● SUPPLIED PASSAGE:
◆ ◆ ◆ ◆ ◆ ◆ ◆
In response to the gatekeeping rampant in the film industry, two young artists chose to blaze their own path. Gabrielle Adkins and Mahima Saigal decided to start their own film production company in 2017 called Little Lost Girl Productions (L2G). Adkins and Saigal have been close friends since their days at the Atlantic Theater’s Acting School in New York City. And the two have been collaborating on creative projects ever since. Over time, acting turned out to be only one facet of their careers. Particularly as they started telling their own stories and broadening their expertise to include behind-the-camera roles. Adkins, is an actress, director, voiceover artist, filmmaker, and Air Force brat. Saigal is from New Delhi and is an actress, writer, producer, and a bibliophile.
The cofounders of L2G shared a little of their experience prior to meeting in New York. Adkins was born in California but was raised in the Southern part of the United States; wherever the Air Force located her family. In that time, she learned what it was to be the only Black person in the room. It was difficult, to say the least, and it shaped her as a person and inspired her work. Saigal attended a convent school in New Delhi, an English school complete with nuns. It was a long while before she found her love of writing. Chided for her English – grammar in particular – she feared the language at first. The environment led her to think she could never write or think creatively.
Once in New York, Saigal unearthed her writer’s voice, finding that her speech and intonation could bloom on the page. She realized that such writing is needed. It might make others who sound like her feel they, too, belong. That also led to experimenting successfully with adding “Hinglish”- a mixture of Hindi and English- into her writing. Together, she and Adkins co-founded L2G with the goal of telling stories about women of color that reflect those women’s true experiences.
The stories where women are relegated to archetypical roles of whore and virgin are long since tired and outdated. People are much more complicated than that. At Little Lost Girl Productions, their objective is to make women of color part of the universal narrative. L2G is building a new space for women, especially women of color, to create and tell their stories. They are writing stories in such a way that audiences can relate without conscious effort or reaching. They are human stories and can resonate with anyone.
Saigal and Adkins fill every role at L2G. “All but legal,” they joke. It was important to learn how to produce projects as a growing company with limited budgets. They do everything from pre- to post-production, and now have a better understanding of the wide scope of the industry. “For me, one of the hardest parts of acting is being vulnerable,” says Adkins. “And laying yourself bare for all to see is a challenge. But many people don’t realize the months or years that can go into a project before an actor reads a line, and the amount of work left to do when filming is over.”
Their most recent project came about in response to a peculiar problem faced by Saigal. She can’t enter a bookstore without buying at least one book, especially if the store is a local or independent one. Symptoms of such an affliction are lost shelf space and living space—a prime commodity when you live in New York. But it’s a small price to pay for benefits like enlightenment and inspiration.
As the story goes, it was 2015, and Saigal was traveling. She was in North Carolina and couldn’t help but visit a local used bookstore where she bought several books. One of those books was One Hundred Years of Solitude by Gabriel García Márquez. On the train back to New York, she began reading it and found a sheet of paper inside. It was a note from a man to his wife. Or perhaps his partner? Girlfriend? It didn’t specify. But it had the tenderness of maturity; it was not a saccharine, lovey-dovey note that young lovers would write. Or a sly note from a one-night stand. What was this couple’s story? Were they still together and deeply in love? Did they have an explosive divorce? The potential of their story stayed with Saigal for the long trip home and for years after. Saigal at last wrote the script for Novel Romance during the pandemic in 2020. She tells the mystery couple’s story as speculated by two roommates: one a cynic, the other a romantic. Saigal stars in the short film, while Adkins acts and directs.
There are plans to produce a short film this year, and they are working hard garnering support and aggressively applying for grants. “It is a challenge,” they say, “especially during these times. But each rejection just teaches us more.” Keep an eye out for Adkins and Saigal. They have only begun to make a big difference in the industry.
◆ ◆ ◆ ◆ ◆ ◆ ◆
● RECORDS:
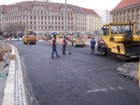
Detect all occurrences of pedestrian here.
[51,35,59,58]
[62,36,67,55]
[90,37,96,55]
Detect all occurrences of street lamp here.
[64,0,67,36]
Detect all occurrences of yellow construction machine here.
[97,21,140,61]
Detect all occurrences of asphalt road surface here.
[14,41,140,105]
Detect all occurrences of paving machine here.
[97,21,140,61]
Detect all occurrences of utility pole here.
[49,8,52,32]
[64,0,67,36]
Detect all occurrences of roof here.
[112,0,140,11]
[0,5,4,13]
[0,1,99,16]
[82,8,100,17]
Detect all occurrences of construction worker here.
[90,37,96,55]
[62,36,67,55]
[51,35,59,58]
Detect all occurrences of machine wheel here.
[123,56,130,62]
[71,42,74,46]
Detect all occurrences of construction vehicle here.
[97,21,140,61]
[23,30,37,44]
[70,32,85,47]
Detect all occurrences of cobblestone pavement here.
[0,62,8,105]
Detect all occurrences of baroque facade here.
[111,0,140,32]
[0,1,101,32]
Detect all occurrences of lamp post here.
[64,0,67,36]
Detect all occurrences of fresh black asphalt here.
[14,42,140,105]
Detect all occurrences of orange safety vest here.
◆ ◆ ◆ ◆ ◆ ◆ ◆
● PARTS OF THE EXERCISE:
1. Duplicate the part of the Little Lost Girl Productions profile that begins with the words "Once in New" and ends after "women’s true experiences.".
2. List every description of Gabrielle Adkins in the sentence of the Little Lost Girl Productions profile that begins "Adkins, is an actress".
3. According to the Little Lost Girl Productions profile, which book was Saigal reading on the train when she found the note?

● TASK-BY-TASK SOLUTIONS:
1.
Once in New York, Saigal unearthed her writer’s voice, finding that her speech and intonation could bloom on the page. She realized that such writing is needed. It might make others who sound like her feel they, too, belong. That also led to experimenting successfully with adding “Hinglish”- a mixture of Hindi and English- into her writing. Together, she and Adkins co-founded L2G with the goal of telling stories about women of color that reflect those women’s true experiences.

2.
actress
director
voiceover artist
filmmaker
Air Force brat

3. One Hundred Years of Solitude by Gabriel García Márquez.